Work request - Extend the weight-loss blog post below, picking up right after its last sentence.

Extract to read -
- - - - -

It’s the end of the first week and I have lost a total of 7lbs. Like I say in my videos, the first week is the easiest to lose. Now the trick is duplicating what I did and then some.
The #1 tip to losing weight and keeping it off is simple:
Ready?
WEIGH YOURSELF!
Weigh yourself everyday. There are people who say they don’t do it because they don’t want to become “obsessed” with the scale, but guess what? You need some sort of obsession with the scale if you want results to happen quickly. If you’re one of those “I lose 1-2lbs a week” people- fine. Weigh yourself once a week and I’m sure you’ve done fine.

- - - - -

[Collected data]
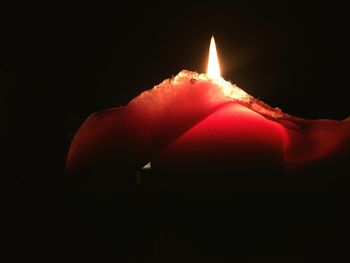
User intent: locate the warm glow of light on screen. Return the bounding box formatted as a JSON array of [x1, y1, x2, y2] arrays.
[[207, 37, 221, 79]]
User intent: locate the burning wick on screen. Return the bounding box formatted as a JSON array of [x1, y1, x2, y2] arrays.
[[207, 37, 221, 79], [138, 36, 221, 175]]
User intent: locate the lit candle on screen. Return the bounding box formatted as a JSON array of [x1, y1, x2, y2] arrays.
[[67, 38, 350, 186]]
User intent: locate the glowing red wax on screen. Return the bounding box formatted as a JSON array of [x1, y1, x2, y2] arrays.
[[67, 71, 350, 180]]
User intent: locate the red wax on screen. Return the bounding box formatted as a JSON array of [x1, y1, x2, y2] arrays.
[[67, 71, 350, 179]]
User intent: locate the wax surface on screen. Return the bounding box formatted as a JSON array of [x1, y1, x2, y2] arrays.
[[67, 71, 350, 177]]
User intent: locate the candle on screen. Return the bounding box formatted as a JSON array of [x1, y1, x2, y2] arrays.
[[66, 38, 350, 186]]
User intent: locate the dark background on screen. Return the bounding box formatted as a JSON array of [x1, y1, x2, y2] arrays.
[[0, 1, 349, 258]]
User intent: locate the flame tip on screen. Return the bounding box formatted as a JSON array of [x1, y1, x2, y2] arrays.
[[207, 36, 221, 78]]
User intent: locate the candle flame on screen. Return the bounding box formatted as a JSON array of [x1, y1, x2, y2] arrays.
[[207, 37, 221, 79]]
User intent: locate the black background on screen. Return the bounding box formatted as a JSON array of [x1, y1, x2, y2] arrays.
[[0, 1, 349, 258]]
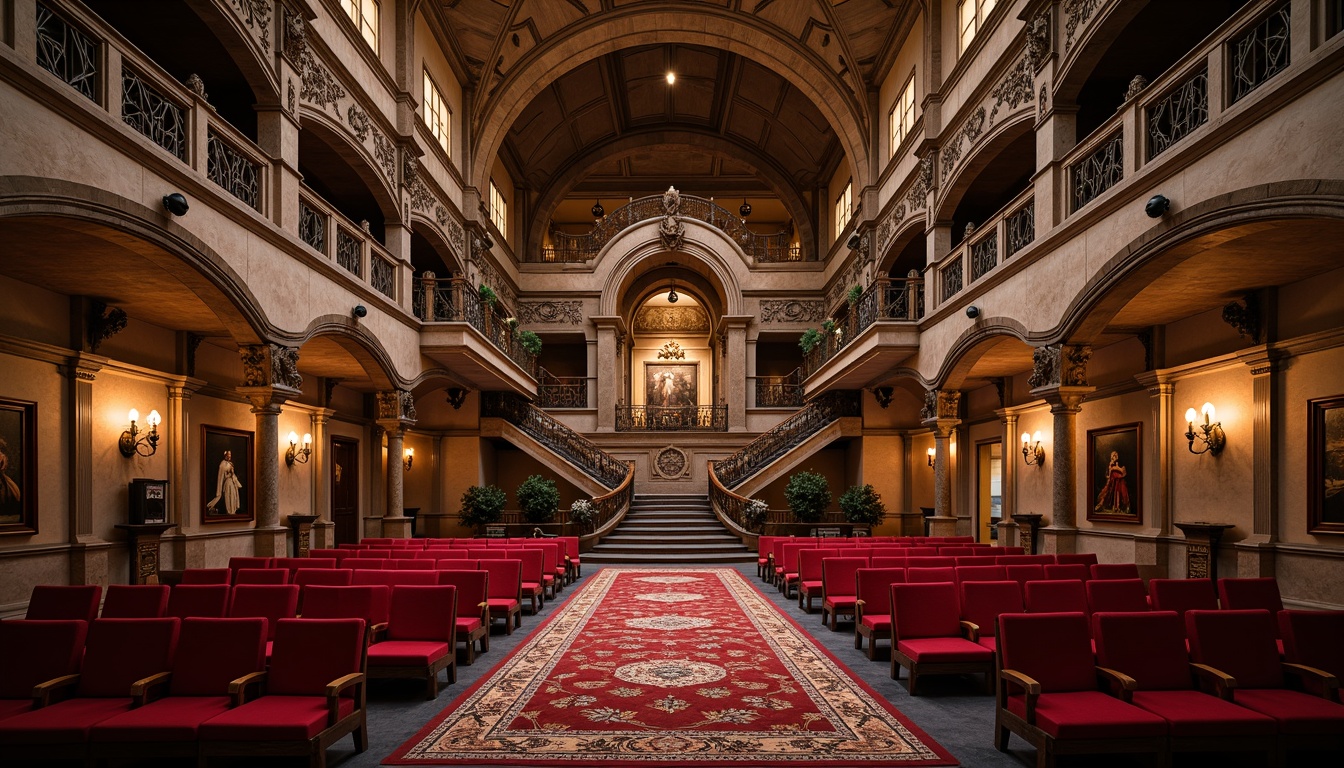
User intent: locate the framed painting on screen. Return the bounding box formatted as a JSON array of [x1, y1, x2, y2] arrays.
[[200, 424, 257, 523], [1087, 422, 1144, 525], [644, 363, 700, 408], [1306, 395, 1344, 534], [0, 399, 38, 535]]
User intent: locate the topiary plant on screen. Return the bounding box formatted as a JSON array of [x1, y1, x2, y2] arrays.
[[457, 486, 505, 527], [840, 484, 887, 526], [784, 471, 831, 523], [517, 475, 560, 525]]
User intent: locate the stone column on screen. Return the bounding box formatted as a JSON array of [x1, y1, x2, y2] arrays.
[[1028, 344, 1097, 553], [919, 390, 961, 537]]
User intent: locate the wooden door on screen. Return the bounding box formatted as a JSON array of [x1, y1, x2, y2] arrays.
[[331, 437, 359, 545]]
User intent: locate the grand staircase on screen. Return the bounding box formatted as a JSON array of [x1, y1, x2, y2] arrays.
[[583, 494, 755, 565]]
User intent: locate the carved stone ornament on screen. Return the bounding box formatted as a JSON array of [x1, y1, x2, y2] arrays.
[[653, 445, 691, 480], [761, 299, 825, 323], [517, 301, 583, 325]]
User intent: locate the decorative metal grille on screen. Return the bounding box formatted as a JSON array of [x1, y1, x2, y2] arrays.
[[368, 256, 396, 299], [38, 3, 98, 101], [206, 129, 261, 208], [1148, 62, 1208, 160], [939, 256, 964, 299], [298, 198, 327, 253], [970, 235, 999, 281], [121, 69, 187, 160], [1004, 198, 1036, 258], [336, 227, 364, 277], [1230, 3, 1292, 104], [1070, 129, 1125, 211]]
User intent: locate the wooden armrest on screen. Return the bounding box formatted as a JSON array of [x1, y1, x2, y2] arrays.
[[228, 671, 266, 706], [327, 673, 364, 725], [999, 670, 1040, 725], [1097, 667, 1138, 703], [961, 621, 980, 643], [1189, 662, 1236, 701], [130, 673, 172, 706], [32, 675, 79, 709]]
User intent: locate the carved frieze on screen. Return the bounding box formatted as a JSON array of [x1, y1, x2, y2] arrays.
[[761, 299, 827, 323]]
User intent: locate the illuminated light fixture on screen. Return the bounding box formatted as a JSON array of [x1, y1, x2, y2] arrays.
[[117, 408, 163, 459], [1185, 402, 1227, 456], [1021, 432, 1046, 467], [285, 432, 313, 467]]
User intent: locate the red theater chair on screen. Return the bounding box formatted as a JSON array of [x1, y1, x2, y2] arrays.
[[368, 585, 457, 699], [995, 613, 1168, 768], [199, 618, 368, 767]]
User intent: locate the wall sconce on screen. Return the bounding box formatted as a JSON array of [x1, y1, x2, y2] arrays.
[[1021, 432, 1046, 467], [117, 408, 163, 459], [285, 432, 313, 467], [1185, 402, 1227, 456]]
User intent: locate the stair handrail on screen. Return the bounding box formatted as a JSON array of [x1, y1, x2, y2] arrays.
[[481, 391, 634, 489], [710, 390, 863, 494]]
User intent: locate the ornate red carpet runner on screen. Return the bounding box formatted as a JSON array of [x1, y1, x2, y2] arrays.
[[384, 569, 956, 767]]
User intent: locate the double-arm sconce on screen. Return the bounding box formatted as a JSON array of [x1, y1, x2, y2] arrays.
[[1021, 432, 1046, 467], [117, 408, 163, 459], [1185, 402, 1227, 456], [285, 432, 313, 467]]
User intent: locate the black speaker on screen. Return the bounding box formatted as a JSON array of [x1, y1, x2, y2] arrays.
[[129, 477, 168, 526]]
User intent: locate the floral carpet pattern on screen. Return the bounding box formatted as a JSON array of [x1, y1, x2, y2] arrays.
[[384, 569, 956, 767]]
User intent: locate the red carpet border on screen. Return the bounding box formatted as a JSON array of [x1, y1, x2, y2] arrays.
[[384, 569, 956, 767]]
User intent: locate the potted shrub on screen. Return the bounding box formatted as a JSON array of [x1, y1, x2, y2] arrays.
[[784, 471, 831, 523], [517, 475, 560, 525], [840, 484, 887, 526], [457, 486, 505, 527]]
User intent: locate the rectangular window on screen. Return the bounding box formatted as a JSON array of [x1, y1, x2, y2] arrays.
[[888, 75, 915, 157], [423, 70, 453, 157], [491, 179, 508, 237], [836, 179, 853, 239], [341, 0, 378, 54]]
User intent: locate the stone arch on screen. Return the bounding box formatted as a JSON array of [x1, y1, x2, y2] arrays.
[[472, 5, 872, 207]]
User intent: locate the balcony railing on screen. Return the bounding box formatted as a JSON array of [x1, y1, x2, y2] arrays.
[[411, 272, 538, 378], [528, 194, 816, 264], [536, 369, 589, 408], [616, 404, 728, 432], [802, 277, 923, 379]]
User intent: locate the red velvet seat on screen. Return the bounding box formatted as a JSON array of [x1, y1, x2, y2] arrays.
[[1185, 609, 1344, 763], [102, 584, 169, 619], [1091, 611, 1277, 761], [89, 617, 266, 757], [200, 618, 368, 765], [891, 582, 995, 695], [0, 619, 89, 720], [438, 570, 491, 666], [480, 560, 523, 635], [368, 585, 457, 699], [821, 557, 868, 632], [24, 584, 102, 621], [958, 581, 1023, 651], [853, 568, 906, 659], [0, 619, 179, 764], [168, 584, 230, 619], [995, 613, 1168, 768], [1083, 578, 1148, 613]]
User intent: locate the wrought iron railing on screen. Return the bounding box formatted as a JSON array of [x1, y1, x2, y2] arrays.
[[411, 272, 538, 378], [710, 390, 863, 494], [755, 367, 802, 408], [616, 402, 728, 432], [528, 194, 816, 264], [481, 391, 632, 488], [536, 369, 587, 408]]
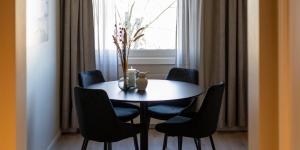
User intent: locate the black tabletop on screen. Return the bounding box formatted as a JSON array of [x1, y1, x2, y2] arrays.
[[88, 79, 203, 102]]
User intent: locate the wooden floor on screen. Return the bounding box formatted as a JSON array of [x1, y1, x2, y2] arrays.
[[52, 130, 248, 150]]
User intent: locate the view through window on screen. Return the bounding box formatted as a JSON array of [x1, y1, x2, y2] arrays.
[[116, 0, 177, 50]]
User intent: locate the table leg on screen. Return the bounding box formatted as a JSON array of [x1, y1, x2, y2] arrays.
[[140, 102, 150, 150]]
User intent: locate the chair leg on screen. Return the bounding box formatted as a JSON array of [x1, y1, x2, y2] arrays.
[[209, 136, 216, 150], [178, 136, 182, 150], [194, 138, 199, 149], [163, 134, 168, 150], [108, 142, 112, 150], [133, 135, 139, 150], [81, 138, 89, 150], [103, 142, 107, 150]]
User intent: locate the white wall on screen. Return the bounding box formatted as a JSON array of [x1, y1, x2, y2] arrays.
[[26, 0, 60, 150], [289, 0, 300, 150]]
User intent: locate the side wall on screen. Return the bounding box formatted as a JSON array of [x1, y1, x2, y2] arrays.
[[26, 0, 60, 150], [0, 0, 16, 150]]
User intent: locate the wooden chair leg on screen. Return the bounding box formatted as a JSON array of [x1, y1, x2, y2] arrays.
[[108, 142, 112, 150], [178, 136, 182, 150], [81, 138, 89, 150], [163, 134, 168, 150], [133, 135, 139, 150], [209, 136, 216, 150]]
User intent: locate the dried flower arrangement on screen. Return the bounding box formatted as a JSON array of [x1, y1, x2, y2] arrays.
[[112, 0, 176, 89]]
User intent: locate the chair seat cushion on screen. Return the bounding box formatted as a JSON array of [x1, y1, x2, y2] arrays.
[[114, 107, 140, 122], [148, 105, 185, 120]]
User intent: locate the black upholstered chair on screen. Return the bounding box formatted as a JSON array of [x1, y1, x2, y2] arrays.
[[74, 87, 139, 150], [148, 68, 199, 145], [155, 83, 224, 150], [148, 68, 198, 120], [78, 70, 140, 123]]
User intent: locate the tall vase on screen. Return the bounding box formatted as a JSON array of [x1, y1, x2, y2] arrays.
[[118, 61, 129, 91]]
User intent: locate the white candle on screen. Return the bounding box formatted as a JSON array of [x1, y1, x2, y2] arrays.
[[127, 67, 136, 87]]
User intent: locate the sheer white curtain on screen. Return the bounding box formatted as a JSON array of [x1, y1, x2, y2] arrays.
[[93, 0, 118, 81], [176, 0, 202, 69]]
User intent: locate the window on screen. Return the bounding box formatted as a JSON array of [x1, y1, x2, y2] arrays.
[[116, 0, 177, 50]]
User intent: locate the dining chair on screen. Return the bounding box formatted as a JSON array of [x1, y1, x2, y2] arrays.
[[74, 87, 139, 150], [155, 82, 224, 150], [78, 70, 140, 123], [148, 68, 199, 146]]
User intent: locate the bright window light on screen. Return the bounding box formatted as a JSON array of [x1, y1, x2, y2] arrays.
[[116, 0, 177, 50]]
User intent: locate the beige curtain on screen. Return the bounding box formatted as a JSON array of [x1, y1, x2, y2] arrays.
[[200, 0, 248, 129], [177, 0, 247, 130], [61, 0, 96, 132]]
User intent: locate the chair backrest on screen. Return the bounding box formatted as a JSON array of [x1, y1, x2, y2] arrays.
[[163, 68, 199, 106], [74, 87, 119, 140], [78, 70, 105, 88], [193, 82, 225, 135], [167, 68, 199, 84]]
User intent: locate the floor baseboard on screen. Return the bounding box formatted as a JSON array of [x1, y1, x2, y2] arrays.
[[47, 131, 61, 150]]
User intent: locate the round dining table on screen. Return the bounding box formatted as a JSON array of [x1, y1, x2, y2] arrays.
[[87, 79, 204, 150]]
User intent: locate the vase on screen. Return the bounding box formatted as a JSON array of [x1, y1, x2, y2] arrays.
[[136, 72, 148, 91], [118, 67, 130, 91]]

- - - - -

Your response -
But not if you’re trying to lose 20 in 14 days or a month even. There is nothing wrong with rapid weight loss. It is harder to maintain- but it’s not impossible. Weighing yourself is the answer. Give yourself a 2-3 lbs range maybe (I do a 1-2) if you’re at the same weight as yesterday, that’s great! As long as you’re not gaining.

Jackie Kennedy stayed between 124 and 130 her entire adult life. If she felt she was getting close to her 130 limit, she’d eat lightly for a day or two until her weight was where she wanted it to be.
Can’t let yourselves gain 5, 10, 20 lbs! If you’re already there, why give it all away?